Posted by: Shawn
Obviously it depends on which athlete you speak to about eating to win but something all athletes have in common is discipline. A good example is gold medallist diver Nick McCrory who answered a question on what the best nutrition advice he ever received, his answer was "Want a gold medal or an ice cream cone?".
If we stick to athletes in general then they certainly do have something in common, so taking advice from the head chef feeding the 600 athletes in the American delegation at the last Olympic games is a man called Jacque Hamilton. He explains a few simple rules that he followed excluding sodium, trans fat and butter.
The Pre-Game Meal would always be eaten 4-6 hours before a game or match. It would be low in protein and fat and high in complex carbs that have a very low GI (glycemic index). Plenty of water or sports drinks a couple of hours before the game and a medium sized low GI, low protein and low fat snack 2 hours before the event with no caffeine, and no Red Bull which only dehydrates and raises blood pressure.

★ ★ ★ ★ ★ ★ ★

- Tasks for this exercise
**A)** According to the athlete nutrition post, how many hours before a game or match is the pre-game meal eaten?
**B)** Write the next paragraph of the athlete nutrition post, picking up after its final sentence.
The rows that come next play no part in the work on the nutrition post.

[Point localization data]

★ ★ ★ ★ ★ ★ ★

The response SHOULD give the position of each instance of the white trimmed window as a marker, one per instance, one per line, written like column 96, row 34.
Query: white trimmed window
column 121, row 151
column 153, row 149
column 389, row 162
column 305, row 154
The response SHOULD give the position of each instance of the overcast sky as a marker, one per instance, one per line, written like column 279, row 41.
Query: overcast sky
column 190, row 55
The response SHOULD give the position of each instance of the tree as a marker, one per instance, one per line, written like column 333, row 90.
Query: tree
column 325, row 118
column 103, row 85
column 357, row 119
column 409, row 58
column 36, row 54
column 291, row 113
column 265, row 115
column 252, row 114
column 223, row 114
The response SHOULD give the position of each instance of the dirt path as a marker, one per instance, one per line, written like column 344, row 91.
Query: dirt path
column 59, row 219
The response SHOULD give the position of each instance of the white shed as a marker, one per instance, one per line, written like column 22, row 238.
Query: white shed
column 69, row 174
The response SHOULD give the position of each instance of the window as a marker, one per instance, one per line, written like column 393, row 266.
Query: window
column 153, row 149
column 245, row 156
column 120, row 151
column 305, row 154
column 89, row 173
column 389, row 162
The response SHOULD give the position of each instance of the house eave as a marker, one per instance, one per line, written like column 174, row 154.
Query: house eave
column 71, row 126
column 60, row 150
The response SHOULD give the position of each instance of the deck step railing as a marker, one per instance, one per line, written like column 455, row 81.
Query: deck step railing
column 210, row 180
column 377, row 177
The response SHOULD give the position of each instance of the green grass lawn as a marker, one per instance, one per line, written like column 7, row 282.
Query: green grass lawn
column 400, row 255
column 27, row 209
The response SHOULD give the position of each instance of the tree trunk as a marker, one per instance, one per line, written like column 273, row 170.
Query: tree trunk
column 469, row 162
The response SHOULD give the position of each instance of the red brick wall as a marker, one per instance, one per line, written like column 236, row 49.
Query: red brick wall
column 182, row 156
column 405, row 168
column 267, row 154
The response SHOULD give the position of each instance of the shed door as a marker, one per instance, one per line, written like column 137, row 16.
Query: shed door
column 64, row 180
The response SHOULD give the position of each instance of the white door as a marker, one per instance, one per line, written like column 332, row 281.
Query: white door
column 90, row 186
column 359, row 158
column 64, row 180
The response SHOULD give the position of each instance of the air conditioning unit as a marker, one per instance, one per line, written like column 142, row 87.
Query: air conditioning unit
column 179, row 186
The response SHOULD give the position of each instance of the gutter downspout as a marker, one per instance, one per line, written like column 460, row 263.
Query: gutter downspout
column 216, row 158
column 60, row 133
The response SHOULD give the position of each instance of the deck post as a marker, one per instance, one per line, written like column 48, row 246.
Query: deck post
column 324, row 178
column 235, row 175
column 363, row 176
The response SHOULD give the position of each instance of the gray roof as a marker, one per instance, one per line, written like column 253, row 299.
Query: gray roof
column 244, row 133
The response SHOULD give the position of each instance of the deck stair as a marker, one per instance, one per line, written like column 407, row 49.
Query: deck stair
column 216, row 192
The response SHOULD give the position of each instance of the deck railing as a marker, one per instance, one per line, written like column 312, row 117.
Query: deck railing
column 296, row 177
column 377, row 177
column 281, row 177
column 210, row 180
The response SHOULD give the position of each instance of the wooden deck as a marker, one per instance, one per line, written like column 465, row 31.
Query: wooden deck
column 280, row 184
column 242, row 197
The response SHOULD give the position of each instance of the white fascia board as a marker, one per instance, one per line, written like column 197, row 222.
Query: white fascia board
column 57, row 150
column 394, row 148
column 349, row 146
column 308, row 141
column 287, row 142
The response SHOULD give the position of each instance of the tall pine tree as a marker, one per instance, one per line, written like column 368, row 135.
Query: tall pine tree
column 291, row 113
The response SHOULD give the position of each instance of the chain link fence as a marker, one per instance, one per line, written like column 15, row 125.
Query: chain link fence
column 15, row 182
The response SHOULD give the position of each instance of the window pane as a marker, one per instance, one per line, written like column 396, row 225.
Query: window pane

★ ★ ★ ★ ★ ★ ★

- Answers to each task
**A)** 4-6 hours before.

**B)**
Post-Game/Event Recovery would be to replace water lost with at least 20 ounces of liquid 30 to 60 minutes after the event is finished. Chef Jacque Hamilton explains it is vitally important to eat 4 carbs to each protein consumed within 90 minutes of the finish and to continue to hydrate taking in NO soda, alcohol or caffeine.
For any competing athlete carbohydrates are the most important because it is the main energy source. Understanding GI (Glycemic Index) is vital to know which carbs are good and which are bad. Low GI foods will all be rich in fiber and be able to deliver glucose to the muscles when needed for a long period.
Low GI Foods are eaten the day before and the pre-game meal, a few examples of low GI foods like boiled potatoes, pasta, beans and/or nuts and eggs, long grain rice, rye and whole-wheat bread and fruits like bananas, cherries and pineapple. High GI foods should only be eaten after the event to replace the lost energy.